→ **Required action**
Transcribe the listing exactly, so that nothing but the pictures is missing.

→ **Dataset records**
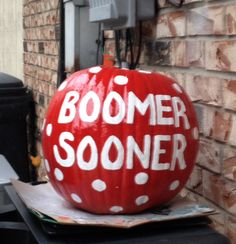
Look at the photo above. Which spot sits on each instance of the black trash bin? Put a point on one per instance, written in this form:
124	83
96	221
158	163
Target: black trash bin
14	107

→ **Solution for this problem**
Look at the photo above. Which spot sits on each instance of the black trash bin? Put a point on one per instance, written in this form:
124	83
96	221
158	163
Target: black trash bin
14	107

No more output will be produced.